Exercise task: Put every line of the items below into a JSON list of strings, one string per line, skipping any blank lines.

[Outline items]

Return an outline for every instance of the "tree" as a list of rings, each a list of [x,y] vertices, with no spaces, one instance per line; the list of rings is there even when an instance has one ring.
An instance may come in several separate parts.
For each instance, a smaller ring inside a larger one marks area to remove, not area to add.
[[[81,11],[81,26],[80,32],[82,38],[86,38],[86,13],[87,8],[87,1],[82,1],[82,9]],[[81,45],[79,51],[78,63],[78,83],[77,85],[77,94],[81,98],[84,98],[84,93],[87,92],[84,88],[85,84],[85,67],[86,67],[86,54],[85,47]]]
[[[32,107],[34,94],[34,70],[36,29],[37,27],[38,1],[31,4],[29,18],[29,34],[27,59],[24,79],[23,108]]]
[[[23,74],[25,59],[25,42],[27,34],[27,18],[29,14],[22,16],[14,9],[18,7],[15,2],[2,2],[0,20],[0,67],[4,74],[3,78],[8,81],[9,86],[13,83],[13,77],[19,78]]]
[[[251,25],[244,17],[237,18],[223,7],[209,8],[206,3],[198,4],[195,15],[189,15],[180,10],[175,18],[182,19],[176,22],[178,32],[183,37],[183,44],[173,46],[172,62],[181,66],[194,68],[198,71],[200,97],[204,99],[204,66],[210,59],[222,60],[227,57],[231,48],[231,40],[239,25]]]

Full output:
[
  "Return an outline for every instance of the \"tree\" as a list of rings, each a list of [x,y] vertices, with no spaces, one instance per line; the list of rings is there even when an instance has one ring.",
  "An instance may come in several separate parts.",
  "For each instance, a smaller ring inside a larger one marks area to remove, not area to add.",
  "[[[81,11],[81,26],[80,32],[82,38],[86,38],[86,13],[87,8],[87,1],[82,1],[82,9]],[[81,45],[79,51],[78,63],[78,83],[77,85],[77,94],[81,98],[84,98],[84,93],[87,92],[84,88],[85,84],[85,67],[86,67],[86,54],[85,47]]]",
  "[[[32,107],[34,94],[34,70],[36,29],[37,27],[38,1],[31,4],[29,18],[29,34],[27,59],[24,79],[23,108]]]",
  "[[[23,74],[25,59],[25,42],[27,34],[27,18],[29,14],[22,16],[14,9],[18,7],[15,2],[2,2],[0,20],[0,67],[4,74],[3,78],[8,81],[9,86],[13,83],[13,77],[19,78]]]",
  "[[[251,25],[244,17],[237,18],[223,7],[209,8],[206,3],[198,4],[195,15],[189,15],[180,10],[175,18],[182,19],[176,22],[178,32],[183,37],[183,44],[173,46],[172,62],[181,66],[194,68],[198,71],[200,97],[204,99],[204,66],[210,59],[222,60],[227,57],[231,48],[231,40],[239,25]]]"
]